--- ARTICOLO ---
Per gli amanti dell’architettura, lunedì 6 novembre presso l’Institutum Romanum Finlandiae di Villa Lante al Gianicolo si tiene il seminario su Reima Pietilä, architetto e teorico finlandese: L’interno dell’esterno nell’architettura finlandese in occasione del centenario della sua nascita. L’accademico Reima Pietilä (1923-1993) è conosciuto come una figura eccezionale nel campo dell’architettura finlandese e internazionale. Novembre Nordico è l’occasione ideale per approfondire i suoi legami con l’Italia, a partire dagli archivi, tra cui quello personale di Helsinki e alcuni archivi italiani come la Fondazione Bruno Zevi e l’Archivio Progetti IUAV di Venezia. Lo stesso giorno, lunedì 6 novembre, per gli appassionati di teatro e letteratura, presso l’Istituto di Norvegia, si tiene la conferenza su Henrik Johan Ibsen con il Prof. Giuliano D‘Amico  (Centro di studi ibseniani, Università di Oslo), la Prof.ssa Maria Cristina Lombardi (Università L’Orientale, Napoli). Il dott Stanislao de Marsanich, presidente dei Parchi Letterari, rappresenterà il Parco letterario dedicato a Ibsen a Skien, in Norvegia.
---
I TUOI COMPITI
**a.** Di' se le affermazioni (i), (ii) e (iii) concordano con l'articolo. Per ciascuna rispondi sì o no e riporta tra virgolette le parole dell'articolo che lo dimostrano.
(i) Il seminario su Pietilä si svolge a Villa Lante al Gianicolo.
(ii) La conferenza su Ibsen si tiene il giorno dopo il seminario su Pietilä.
(iii) Stanislao de Marsanich insegna all'Università di Oslo.
**b.** Trasforma in un elenco puntato il paragrafo dell'articolo che comincia con «Per gli amanti dell’architettura», senza perdere le informazioni principali.
**c.** Scrivi il seguito dell'articolo sugli eventi del Novembre Nordico, ripartendo dopo la sua ultima frase.
--- RECORD ESTRATTI ---
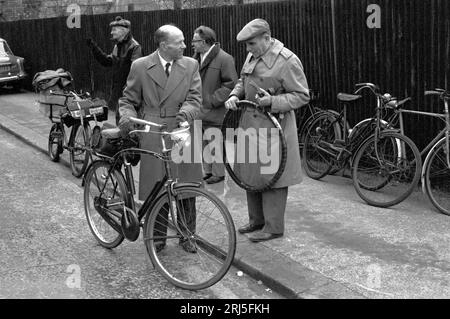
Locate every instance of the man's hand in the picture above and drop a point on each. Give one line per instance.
(125, 126)
(230, 104)
(264, 99)
(181, 120)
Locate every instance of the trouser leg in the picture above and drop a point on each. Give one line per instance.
(255, 208)
(274, 206)
(207, 160)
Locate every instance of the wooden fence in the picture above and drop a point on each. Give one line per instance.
(408, 54)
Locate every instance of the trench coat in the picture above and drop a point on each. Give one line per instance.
(150, 95)
(219, 76)
(281, 71)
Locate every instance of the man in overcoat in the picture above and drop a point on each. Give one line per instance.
---
SOLUZIONI
**a.**
(i) Sì: «presso l’Institutum Romanum Finlandiae di Villa Lante al Gianicolo si tiene il seminario su Reima Pietilä».
(ii) No: «Lo stesso giorno, lunedì 6 novembre».
(iii) No: «Il dott Stanislao de Marsanich, presidente dei Parchi Letterari».

**b.**
- Lunedì 6 novembre, all’Institutum Romanum Finlandiae di Villa Lante al Gianicolo, si tiene un seminario su Reima Pietilä (1923-1993), architetto e teorico finlandese. Il titolo è «L’interno dell’esterno nell’architettura finlandese» e l'occasione è il centenario della sua nascita.
- Pietilä è considerato una figura eccezionale dell’architettura finlandese e internazionale.
- Novembre Nordico approfondisce i suoi legami con l’Italia partendo dagli archivi: quello personale di Helsinki, la Fondazione Bruno Zevi e l’Archivio Progetti IUAV di Venezia.
- Lo stesso giorno, all’Istituto di Norvegia, si tiene una conferenza su Henrik Johan Ibsen. Intervengono il Prof. Giuliano D'Amico (Centro di studi ibseniani, Università di Oslo) e la Prof.ssa Maria Cristina Lombardi (Università L’Orientale, Napoli).
- Stanislao de Marsanich, presidente dei Parchi Letterari, rappresenterà il Parco letterario dedicato a Ibsen a Skien, in Norvegia.

**c.**
 
Segue l’8 novembre la conferenza con il prof. Francesco D’Angelo Dalla Norvegia a Gerusalemme: il viaggio di re Sigurd Jórsalafari (1107-1111) presso l’Istituto di Norvegia a Roma. Ricercatore in storia medievale e Guest researcher all’Istituto di Norvegia in Roma, D’Angelo farà rivivere al pubblico il viaggio straordinario che fece il re norvegese Sigurd Magnússon, il primo sovrano cristiano a visitare la Terrasanta dopo la crociata di Gerusalemme. Dall’Inghilterra alla Spagna musulmana, dalla Sicilia a Gerusalemme, fino a Costantinopoli: uno degli episodi meno conosciuti e più affascinanti della grande storia delle crociate che unisce ai tratti tipici delle scorrerie vichinghe a quella tensione spirituale di cui è permeata tutta l’epoca, e che farà guadagnare al suo giovane protagonista fama imperitura.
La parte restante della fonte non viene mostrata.